6.1. SSX data scaling and merging utility
The in-house-developed SSX data merging (sxdm) combines various concepts of data selection available in the literature (Foadi et al., 2013 ▸; Giordano et al., 2012 ▸) into one utility. Instead of deciding automatically which selection method is the most successful for a given project, the sxdm saves results from each step of the pipeline allowing the experimenter to assess all the outputs.
The sxdm is written as a standalone modular package, which is imported into the adm MergeWorker module. The sxdm requires the cctbx library and Python 2.7 environment, which includes numpy, scipy and matplotlib. Due to its modular nature, the package is easily expandable and sustainable, and in principle can be used to select and merge SSX data collected at any synchrotron beamline.
The sxdm requires XDS output file XDS_ASCII.HKL and uses XSCALE at various stages of multiple minisets scaling. It also uses cctbx libraries for cross-correlation (CC) calculation and symmetry assessment between different datasets. The sxdm package provides a wrapper function, which calls the Merge_utls class to perform data selection and merging in the following steps (Fig. 4 ▸).
6.1.1. Preparatory step
The sxdm requires two mandatory arguments, which within adm are provided by the MergeWorker. The first argument is the list of XDS output files and the second is the type of data, i.e. SSX. Optional parameters, such as resolution cut-off, ISa cut-off and reference dataset for indexing check, can be provided in the CY+ GUI.
6.1.2. Indexing consistency
In this step the sxdm checks whether the unit-cell parameters of each miniset are within a 5% tolerance limit against the reference dataset (either specified in the CY+ GUI or the first dataset from the list of XDS files). Consistency between unit cell and space group assignment is also cross-checked and datasets which are indexed in a space group different from the reference dataset are rejected.

» **DATA ENTRIES**:

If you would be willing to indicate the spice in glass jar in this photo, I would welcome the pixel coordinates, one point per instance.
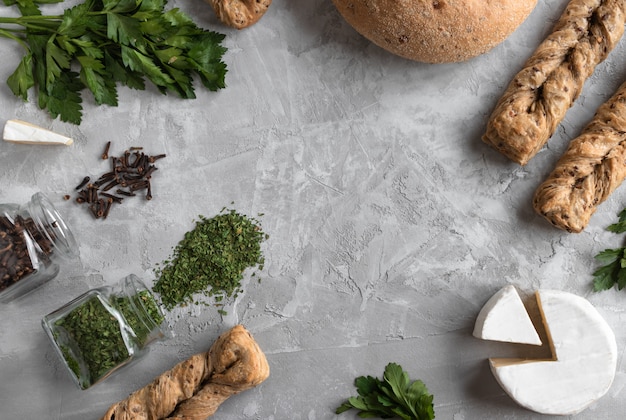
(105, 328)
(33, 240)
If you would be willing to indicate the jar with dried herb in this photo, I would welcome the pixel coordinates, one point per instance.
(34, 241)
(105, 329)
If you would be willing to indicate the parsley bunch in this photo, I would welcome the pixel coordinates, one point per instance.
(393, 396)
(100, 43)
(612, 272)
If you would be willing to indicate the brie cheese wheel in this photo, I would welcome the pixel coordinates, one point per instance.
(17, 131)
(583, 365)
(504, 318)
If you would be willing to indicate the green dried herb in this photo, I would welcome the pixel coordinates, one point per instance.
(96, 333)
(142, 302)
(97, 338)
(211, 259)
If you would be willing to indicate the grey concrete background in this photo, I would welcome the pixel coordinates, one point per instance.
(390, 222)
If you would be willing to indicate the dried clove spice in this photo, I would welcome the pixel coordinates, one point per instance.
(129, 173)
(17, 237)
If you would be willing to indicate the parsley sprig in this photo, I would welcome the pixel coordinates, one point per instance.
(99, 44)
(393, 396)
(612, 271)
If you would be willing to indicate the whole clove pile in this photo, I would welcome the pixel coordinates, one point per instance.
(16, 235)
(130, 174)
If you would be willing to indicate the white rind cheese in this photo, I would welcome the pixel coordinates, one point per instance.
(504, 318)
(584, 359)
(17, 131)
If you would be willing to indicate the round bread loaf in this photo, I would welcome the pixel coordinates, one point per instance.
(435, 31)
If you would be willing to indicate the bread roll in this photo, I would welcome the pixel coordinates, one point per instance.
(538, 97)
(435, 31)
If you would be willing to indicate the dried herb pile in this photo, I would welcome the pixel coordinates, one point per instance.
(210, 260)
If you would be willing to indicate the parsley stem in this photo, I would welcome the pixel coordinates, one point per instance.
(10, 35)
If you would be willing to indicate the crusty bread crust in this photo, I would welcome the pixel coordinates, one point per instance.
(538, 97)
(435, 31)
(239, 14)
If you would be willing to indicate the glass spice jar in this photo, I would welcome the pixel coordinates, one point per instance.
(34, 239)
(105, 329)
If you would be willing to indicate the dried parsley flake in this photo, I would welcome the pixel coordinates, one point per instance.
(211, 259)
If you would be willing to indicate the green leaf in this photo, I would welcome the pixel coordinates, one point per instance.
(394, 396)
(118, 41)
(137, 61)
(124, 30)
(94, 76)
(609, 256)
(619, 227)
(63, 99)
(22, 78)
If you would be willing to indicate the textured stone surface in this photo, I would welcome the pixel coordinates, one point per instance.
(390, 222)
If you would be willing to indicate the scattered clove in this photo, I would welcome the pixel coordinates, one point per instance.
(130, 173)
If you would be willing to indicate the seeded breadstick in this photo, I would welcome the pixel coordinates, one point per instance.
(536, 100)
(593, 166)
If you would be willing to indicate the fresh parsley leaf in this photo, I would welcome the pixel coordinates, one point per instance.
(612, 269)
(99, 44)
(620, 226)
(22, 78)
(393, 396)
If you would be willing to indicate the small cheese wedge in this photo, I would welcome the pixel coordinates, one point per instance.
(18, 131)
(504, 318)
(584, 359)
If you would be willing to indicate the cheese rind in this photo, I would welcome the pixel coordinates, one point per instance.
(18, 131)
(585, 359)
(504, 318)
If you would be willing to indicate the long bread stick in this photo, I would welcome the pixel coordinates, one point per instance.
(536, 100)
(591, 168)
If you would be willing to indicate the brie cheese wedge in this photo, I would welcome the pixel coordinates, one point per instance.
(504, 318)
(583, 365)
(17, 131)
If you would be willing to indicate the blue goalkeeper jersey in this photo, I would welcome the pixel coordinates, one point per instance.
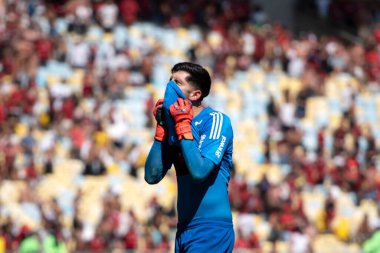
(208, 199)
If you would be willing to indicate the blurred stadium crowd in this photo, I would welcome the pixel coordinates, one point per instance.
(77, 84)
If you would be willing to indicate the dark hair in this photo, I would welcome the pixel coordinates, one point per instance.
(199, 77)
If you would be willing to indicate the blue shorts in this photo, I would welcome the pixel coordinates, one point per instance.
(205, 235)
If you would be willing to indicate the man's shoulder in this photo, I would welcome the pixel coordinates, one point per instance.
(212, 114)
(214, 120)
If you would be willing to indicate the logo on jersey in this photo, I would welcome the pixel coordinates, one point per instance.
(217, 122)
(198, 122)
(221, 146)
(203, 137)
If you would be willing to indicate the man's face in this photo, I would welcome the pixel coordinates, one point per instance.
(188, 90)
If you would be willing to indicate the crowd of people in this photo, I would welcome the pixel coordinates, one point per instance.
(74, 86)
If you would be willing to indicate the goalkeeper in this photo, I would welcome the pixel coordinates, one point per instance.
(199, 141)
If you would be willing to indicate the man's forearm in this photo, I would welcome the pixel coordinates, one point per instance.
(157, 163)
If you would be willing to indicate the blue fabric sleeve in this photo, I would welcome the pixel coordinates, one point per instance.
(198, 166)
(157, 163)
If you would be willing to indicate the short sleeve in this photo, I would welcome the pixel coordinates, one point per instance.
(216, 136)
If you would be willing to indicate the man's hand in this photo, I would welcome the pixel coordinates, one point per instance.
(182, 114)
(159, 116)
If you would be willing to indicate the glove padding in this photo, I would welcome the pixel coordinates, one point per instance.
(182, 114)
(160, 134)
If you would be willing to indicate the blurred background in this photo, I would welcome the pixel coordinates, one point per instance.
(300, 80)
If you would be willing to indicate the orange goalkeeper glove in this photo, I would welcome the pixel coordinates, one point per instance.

» **OBJECTIVES**:
a: Translate this sentence from the passage on the SSX data merging utility into Spanish: "The sxdm requires the cctbx library and Python 2.7 environment, which includes numpy, scipy and matplotlib."
b: Answer these questions using the passage on the SSX data merging utility:
(i) Which XDS output file does the sxdm require?
(ii) What are the two mandatory arguments the sxdm requires?
(iii) Within what tolerance limit must the unit-cell parameters of each miniset fall against the reference dataset?
c: Repeat the passage on the SSX data merging utility from "6.1.1. Preparatory step" up to and including "the CY+ GUI.".

» **SOLUTIONS FOR EACH TASK**:
a: El sxdm requiere la biblioteca cctbx y un entorno de Python 2.7, que incluye numpy, scipy y matplotlib.

b:
(i) XDS_ASCII.HKL
(ii) The list of XDS output files and the type of data, i.e. SSX
(iii) 5%

c:
6.1.1. Preparatory step
The sxdm requires two mandatory arguments, which within adm are provided by the MergeWorker. The first argument is the list of XDS output files and the second is the type of data, i.e. SSX. Optional parameters, such as resolution cut-off, ISa cut-off and reference dataset for indexing check, can be provided in the CY+ GUI.